Determine whether each of the following statements agrees with the forum thread on semantic chunking, answering yes or no and quoting the words of the thread that decide it: (a) The reply from the author says their pipeline does not use semantic chunking. (b) The first post names spacy as a tool for obtaining semantic chunks but notes it requires some configuration. (c) The author tested with questions that would require aggregating context from 15 or more documents.

[Opening Text shown section]

One thing I didn’t see here that might be hurting your performance is a lack of semantic chunking. It sounds like you’re embedding entire docs, which kind of breaks down if the docs contain multiple concepts. A better approach for recall is using some kind of chunking program to get semantic chunks (I like spacy though you have to configure it a bit). Then once you have your chunks you need to append context to how this chunk relates to the rest of your doc before you do your embedding. I have found anthropics approach to contextual retrieval to be very performant in my RAG systems (https://www.anthropic.com/engineering/contextual-retrieval) you can just use gpt oss 20b as the model for generation of context.
Unless I’ve misunderstood your post and you are doing some form of this in your pipeline you should see a dramatic improvement in performance once you implement this.
hey, author (not op) here. we do do semantic chunking! I think maybe I gave the impression that we don't because of the mention of aggregating context but I tested this with questions that would require aggregating context from 15+ documents (meaning 2x that in chunks), hence the comment in the post!
Is there a way to convert documents into a hierarchical connected graph data structure which references each other similar to how we use personal knowledge tools like Obsidian and ability to traverse this graph? Is GraphRag technique trying to do this exactly?
Not exactly what you’re looking for but Wilson Lin’s search engine creates a graph from the DOM for context. Here’s his write up: https://blog.wilsonl.in/search-engine/
I mean as long as they're not too long I suppose you could use just about any heuristic for grouping sources. Just seems like it would be hard to generate succinct context if you mess it up.
Unless I’ve misunderstood your post and you are doing some form of this in your pipeline you should see a dramatic improvement in performance once you implement this.

[Closing Text shown section]
[Opening Data provided section]

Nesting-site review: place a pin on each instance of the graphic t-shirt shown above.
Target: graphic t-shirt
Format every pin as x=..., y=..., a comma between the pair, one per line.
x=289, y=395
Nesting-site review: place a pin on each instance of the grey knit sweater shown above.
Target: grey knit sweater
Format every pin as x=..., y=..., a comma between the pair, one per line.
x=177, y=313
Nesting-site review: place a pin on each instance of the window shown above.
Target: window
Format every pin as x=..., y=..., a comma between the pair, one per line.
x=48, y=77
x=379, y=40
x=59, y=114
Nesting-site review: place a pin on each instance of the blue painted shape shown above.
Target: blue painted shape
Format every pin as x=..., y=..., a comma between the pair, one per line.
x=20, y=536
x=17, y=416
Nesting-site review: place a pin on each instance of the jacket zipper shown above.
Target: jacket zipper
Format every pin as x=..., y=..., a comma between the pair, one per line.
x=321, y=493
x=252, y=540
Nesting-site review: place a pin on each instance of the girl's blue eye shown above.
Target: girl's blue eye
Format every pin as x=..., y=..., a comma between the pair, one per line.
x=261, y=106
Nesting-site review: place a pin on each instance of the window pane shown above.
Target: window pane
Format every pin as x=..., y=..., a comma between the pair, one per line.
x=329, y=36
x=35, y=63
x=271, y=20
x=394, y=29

[Closing Data provided section]

Solved exercise:
(a) No: "we do do semantic chunking!"
(b) Yes: "I like spacy though you have to configure it a bit"
(c) Yes: "questions that would require aggregating context from 15+ documents"